(Beginning of Dataset records)

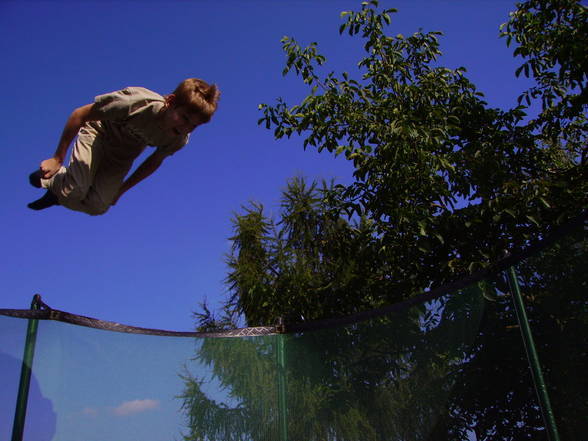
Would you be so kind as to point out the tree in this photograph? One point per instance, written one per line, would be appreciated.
(443, 185)
(310, 264)
(448, 182)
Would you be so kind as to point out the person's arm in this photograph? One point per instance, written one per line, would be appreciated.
(144, 170)
(76, 120)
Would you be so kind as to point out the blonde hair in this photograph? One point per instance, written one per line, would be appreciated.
(198, 96)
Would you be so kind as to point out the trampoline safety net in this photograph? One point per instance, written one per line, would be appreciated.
(453, 367)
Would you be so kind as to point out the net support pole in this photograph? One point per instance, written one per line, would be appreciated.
(282, 401)
(533, 357)
(25, 374)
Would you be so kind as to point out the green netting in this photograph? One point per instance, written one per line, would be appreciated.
(452, 368)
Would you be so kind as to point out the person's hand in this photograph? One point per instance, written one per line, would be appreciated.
(49, 167)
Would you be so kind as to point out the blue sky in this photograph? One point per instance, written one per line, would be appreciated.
(156, 255)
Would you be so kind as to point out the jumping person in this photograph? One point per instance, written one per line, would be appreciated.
(111, 133)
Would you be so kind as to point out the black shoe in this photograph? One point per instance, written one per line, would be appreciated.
(35, 178)
(48, 200)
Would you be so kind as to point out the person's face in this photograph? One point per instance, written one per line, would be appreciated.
(179, 120)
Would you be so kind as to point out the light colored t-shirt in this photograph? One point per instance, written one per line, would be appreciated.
(131, 119)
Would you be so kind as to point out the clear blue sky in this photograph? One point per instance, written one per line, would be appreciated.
(156, 255)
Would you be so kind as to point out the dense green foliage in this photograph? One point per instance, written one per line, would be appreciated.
(444, 184)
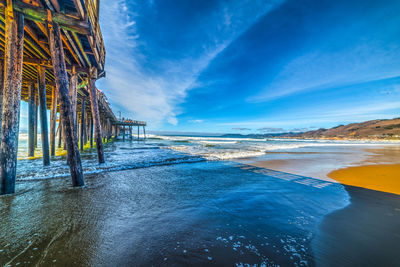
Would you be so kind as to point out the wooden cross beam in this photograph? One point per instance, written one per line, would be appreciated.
(40, 14)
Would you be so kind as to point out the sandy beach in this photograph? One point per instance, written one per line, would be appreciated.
(375, 172)
(372, 168)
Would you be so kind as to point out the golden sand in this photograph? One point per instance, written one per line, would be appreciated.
(381, 177)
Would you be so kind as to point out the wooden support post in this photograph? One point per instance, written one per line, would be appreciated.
(53, 119)
(36, 119)
(14, 42)
(91, 132)
(123, 133)
(1, 91)
(62, 83)
(73, 94)
(83, 124)
(60, 129)
(31, 120)
(43, 115)
(96, 119)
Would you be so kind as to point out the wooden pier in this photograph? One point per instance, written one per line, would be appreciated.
(51, 54)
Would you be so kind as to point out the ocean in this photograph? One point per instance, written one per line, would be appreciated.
(187, 200)
(166, 150)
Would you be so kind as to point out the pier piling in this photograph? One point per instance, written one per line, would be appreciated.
(83, 124)
(43, 115)
(31, 120)
(62, 83)
(53, 119)
(96, 118)
(14, 42)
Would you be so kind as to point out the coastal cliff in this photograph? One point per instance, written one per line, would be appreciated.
(375, 129)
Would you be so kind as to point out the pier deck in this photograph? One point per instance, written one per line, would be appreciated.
(51, 54)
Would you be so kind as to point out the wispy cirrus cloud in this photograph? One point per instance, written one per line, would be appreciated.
(147, 77)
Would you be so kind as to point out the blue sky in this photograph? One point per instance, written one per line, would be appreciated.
(251, 65)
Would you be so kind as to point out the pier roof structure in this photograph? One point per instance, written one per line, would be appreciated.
(51, 54)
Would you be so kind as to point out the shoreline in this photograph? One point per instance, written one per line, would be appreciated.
(370, 168)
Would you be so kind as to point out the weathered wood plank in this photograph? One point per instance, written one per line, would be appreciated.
(83, 124)
(14, 43)
(53, 119)
(96, 120)
(31, 120)
(43, 115)
(73, 95)
(39, 14)
(62, 83)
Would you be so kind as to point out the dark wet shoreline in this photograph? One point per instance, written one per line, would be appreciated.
(207, 213)
(364, 233)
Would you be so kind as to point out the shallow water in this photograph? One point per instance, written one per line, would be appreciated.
(154, 204)
(164, 150)
(200, 213)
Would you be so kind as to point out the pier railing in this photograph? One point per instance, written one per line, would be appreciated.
(96, 40)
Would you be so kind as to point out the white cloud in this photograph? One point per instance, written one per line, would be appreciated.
(150, 96)
(196, 121)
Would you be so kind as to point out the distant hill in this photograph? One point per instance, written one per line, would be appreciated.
(376, 129)
(261, 136)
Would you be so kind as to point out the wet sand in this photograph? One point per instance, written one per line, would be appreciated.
(365, 233)
(371, 168)
(199, 214)
(203, 214)
(373, 175)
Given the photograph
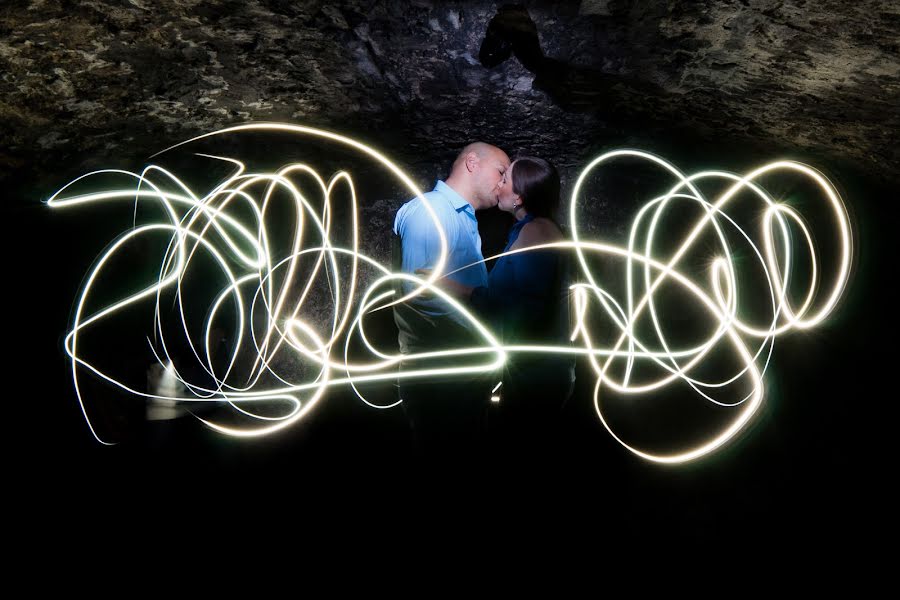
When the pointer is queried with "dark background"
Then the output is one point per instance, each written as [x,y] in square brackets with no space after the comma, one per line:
[813,464]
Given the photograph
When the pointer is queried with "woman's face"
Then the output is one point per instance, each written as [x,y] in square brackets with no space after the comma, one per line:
[506,198]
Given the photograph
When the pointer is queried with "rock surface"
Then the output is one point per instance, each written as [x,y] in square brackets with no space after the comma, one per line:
[101,82]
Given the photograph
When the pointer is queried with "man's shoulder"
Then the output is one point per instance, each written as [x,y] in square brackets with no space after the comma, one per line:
[415,208]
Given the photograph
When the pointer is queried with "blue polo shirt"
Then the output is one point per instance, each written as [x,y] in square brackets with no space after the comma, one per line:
[422,247]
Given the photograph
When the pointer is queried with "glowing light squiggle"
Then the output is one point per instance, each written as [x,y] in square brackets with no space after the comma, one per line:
[265,295]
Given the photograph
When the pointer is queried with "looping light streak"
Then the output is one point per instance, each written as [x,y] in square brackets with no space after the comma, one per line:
[263,300]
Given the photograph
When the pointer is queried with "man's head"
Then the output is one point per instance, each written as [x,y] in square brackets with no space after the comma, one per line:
[477,172]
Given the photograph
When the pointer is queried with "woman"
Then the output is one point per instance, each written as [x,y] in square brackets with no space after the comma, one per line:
[526,303]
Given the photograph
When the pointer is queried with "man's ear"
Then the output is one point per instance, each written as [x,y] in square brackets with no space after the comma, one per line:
[471,161]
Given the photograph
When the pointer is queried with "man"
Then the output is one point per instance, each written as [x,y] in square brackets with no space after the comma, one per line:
[445,412]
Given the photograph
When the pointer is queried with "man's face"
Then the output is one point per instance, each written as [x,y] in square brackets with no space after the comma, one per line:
[490,174]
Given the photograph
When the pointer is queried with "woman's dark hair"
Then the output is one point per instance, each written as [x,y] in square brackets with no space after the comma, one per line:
[536,181]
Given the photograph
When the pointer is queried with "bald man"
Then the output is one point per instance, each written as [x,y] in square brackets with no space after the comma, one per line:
[443,412]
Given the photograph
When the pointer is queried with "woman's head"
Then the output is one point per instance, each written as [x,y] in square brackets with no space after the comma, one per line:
[532,184]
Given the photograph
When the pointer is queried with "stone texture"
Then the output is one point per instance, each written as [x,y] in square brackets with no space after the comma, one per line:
[108,83]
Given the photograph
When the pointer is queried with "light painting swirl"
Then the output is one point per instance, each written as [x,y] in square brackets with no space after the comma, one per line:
[268,292]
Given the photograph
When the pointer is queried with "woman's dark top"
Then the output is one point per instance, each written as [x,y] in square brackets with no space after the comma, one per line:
[526,302]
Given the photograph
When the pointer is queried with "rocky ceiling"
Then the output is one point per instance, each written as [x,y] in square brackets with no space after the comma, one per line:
[103,83]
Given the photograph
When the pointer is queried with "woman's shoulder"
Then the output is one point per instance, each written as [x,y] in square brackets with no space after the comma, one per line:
[540,231]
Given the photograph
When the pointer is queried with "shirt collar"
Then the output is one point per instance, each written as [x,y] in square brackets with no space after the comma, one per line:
[458,202]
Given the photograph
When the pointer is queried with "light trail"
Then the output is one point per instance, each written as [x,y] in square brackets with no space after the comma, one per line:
[267,304]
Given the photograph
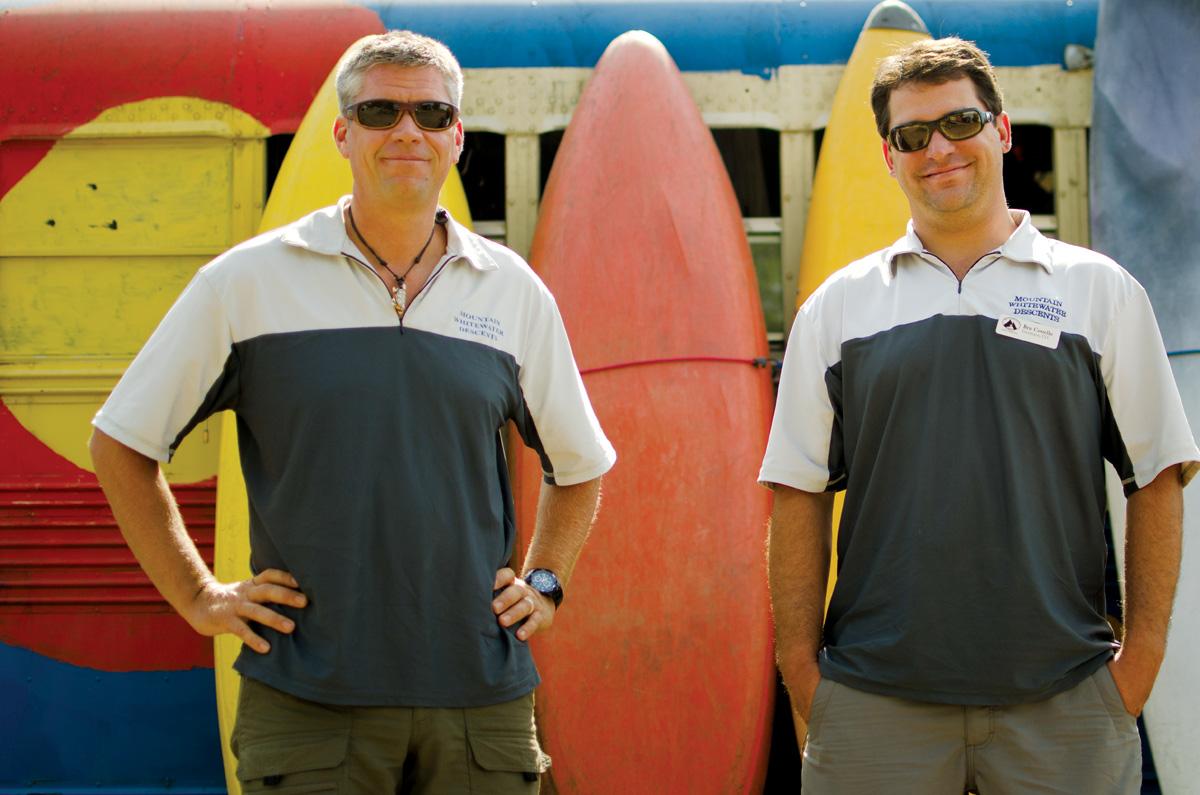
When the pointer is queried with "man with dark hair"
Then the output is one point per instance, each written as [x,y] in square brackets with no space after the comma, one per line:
[373,353]
[964,387]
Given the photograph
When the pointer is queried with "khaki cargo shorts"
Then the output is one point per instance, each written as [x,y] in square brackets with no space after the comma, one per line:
[286,745]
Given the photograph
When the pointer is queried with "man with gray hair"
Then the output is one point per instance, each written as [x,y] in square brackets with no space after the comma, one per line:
[373,353]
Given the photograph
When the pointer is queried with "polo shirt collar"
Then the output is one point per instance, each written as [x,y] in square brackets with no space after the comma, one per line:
[323,232]
[1026,244]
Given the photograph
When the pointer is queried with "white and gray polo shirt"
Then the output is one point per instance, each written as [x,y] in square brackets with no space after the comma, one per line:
[371,449]
[969,424]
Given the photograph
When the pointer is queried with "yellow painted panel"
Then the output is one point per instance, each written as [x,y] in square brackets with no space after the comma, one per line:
[99,239]
[167,189]
[84,306]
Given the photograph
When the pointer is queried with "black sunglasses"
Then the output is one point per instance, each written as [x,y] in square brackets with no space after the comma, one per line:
[957,125]
[385,114]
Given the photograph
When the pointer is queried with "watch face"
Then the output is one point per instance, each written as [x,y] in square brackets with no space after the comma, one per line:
[543,580]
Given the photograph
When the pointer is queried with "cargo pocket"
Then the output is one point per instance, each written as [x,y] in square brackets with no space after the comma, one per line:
[310,761]
[504,751]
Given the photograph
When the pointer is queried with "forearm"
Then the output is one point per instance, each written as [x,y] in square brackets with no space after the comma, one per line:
[564,519]
[150,521]
[1153,547]
[798,547]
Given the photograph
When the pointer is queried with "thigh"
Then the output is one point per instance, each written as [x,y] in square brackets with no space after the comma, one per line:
[490,749]
[862,742]
[287,745]
[1079,741]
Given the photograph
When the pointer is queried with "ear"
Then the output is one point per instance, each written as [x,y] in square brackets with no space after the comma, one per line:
[887,157]
[459,138]
[341,129]
[1005,127]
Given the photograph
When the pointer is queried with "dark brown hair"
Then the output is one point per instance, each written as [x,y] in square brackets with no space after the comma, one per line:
[939,60]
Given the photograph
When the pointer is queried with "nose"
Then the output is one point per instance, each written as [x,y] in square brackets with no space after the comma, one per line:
[939,144]
[406,127]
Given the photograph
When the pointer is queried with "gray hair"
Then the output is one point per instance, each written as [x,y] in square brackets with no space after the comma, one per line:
[396,48]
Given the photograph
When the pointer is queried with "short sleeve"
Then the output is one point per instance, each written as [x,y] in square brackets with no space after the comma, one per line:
[558,422]
[1144,398]
[184,374]
[804,447]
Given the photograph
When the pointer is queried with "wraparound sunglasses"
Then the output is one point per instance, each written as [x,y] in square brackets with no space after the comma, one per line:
[957,125]
[385,114]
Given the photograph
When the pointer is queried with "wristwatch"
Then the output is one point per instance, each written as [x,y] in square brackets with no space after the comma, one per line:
[545,583]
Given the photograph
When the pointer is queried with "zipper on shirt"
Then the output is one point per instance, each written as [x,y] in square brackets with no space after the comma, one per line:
[400,318]
[990,253]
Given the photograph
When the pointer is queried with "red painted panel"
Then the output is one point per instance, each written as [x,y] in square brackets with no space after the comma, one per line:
[70,589]
[65,63]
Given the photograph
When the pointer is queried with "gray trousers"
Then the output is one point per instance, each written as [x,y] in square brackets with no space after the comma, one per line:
[1075,742]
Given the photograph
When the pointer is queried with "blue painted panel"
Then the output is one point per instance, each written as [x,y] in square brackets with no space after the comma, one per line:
[65,728]
[751,36]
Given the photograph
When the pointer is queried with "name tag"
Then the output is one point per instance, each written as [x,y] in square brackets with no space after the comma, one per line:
[1027,330]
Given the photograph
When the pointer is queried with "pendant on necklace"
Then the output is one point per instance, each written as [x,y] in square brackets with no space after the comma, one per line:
[400,298]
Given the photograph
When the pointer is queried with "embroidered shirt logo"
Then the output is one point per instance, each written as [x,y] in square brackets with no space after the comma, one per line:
[1029,332]
[479,326]
[1048,309]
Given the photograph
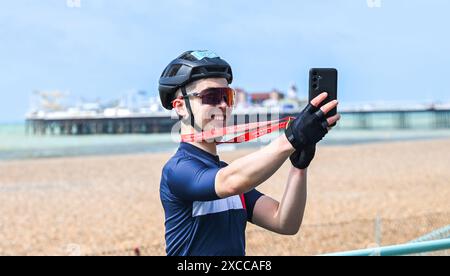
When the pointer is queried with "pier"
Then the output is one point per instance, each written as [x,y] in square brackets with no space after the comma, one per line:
[163,123]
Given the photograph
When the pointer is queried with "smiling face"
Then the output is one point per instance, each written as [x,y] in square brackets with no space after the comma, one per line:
[206,116]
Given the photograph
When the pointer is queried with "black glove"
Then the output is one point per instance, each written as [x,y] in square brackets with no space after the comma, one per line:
[308,128]
[302,158]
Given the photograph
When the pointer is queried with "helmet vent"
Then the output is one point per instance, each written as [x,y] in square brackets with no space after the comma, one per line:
[173,71]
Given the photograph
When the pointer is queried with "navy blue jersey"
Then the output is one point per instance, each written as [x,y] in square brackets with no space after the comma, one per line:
[197,221]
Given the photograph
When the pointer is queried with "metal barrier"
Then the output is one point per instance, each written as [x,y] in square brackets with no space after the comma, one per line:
[397,250]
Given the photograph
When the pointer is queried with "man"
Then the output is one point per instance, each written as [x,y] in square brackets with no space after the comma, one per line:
[207,202]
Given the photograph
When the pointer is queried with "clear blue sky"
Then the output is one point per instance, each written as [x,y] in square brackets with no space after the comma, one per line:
[398,52]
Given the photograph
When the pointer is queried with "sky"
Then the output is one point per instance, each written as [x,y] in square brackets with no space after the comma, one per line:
[385,50]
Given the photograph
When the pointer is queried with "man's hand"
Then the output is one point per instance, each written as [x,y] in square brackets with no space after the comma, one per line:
[311,125]
[302,158]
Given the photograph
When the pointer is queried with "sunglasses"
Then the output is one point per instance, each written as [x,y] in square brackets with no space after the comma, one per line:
[214,96]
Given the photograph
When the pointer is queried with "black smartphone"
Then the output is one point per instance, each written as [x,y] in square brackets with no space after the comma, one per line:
[324,80]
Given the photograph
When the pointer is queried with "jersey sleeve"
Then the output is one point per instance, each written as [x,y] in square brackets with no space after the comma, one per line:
[250,200]
[192,180]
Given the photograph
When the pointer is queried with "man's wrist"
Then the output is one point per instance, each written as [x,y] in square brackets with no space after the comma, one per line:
[285,144]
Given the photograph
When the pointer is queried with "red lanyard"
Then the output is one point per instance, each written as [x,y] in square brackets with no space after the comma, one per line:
[251,131]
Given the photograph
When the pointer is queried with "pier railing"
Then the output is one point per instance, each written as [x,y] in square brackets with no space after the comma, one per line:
[389,119]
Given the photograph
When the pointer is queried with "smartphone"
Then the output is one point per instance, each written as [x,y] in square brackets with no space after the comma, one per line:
[324,80]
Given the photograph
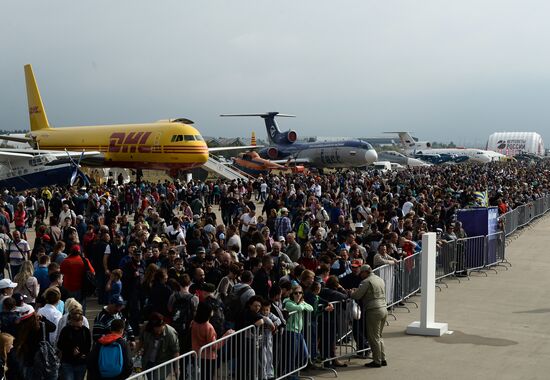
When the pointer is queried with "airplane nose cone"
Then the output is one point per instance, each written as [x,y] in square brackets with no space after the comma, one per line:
[371,156]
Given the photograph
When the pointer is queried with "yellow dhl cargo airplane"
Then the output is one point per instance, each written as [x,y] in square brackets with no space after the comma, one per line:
[166,144]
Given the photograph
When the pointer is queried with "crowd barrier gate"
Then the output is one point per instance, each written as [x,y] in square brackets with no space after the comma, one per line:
[327,336]
[182,367]
[232,356]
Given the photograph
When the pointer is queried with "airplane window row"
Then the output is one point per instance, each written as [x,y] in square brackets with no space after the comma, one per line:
[178,138]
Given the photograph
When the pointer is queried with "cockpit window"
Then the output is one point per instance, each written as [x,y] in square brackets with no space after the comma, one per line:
[178,138]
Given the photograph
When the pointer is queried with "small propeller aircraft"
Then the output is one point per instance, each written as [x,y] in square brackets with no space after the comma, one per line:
[27,170]
[253,164]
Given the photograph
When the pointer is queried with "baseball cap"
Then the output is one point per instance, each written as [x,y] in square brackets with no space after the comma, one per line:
[365,268]
[356,263]
[24,311]
[117,300]
[208,287]
[7,283]
[19,298]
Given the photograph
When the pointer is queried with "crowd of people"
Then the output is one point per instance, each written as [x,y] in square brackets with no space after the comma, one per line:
[176,266]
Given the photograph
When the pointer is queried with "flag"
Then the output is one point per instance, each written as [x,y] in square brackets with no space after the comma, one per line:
[482,198]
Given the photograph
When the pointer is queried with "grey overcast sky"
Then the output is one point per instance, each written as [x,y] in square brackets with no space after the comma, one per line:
[445,70]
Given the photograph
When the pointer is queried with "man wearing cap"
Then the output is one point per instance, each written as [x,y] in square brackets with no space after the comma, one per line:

(End of Dataset records)

■ Assignment
Each line that holds the word "head" should be extracted from the records.

■ Response
When the pointer is queried with "man's head"
When the pointer is queried with "woman's head"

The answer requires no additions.